**EXERCISE DIRECTIONS:**
Every record shown here needs to be repeated exactly.

**GIVEN INFORMATION:**
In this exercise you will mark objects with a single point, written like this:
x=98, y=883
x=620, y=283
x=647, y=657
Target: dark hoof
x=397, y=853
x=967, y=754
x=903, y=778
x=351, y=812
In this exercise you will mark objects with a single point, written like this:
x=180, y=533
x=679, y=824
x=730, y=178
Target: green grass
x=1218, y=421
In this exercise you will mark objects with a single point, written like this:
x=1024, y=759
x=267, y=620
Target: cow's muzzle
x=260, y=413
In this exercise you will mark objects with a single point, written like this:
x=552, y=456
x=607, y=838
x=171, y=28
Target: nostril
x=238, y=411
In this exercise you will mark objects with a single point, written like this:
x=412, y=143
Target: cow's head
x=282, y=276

**SOLUTION TO THIS EXERCISE:**
In this exercise you will mark objects with a single point, written like this:
x=98, y=883
x=620, y=283
x=647, y=657
Target: dark hoof
x=397, y=853
x=967, y=754
x=903, y=778
x=351, y=812
In this exercise you will mark objects with a single point, written like this:
x=180, y=533
x=679, y=824
x=730, y=178
Target: green grass
x=1218, y=421
In this exercise you will mark objects with a single point, written like this:
x=1024, y=759
x=267, y=620
Target: cow's muzzle
x=260, y=413
In this exercise you will mark objects with a single point, written like this:
x=552, y=456
x=607, y=838
x=171, y=28
Target: nostril
x=238, y=411
In this exercise you will mark objects with a single point, written like this:
x=412, y=143
Target: cow's head
x=282, y=276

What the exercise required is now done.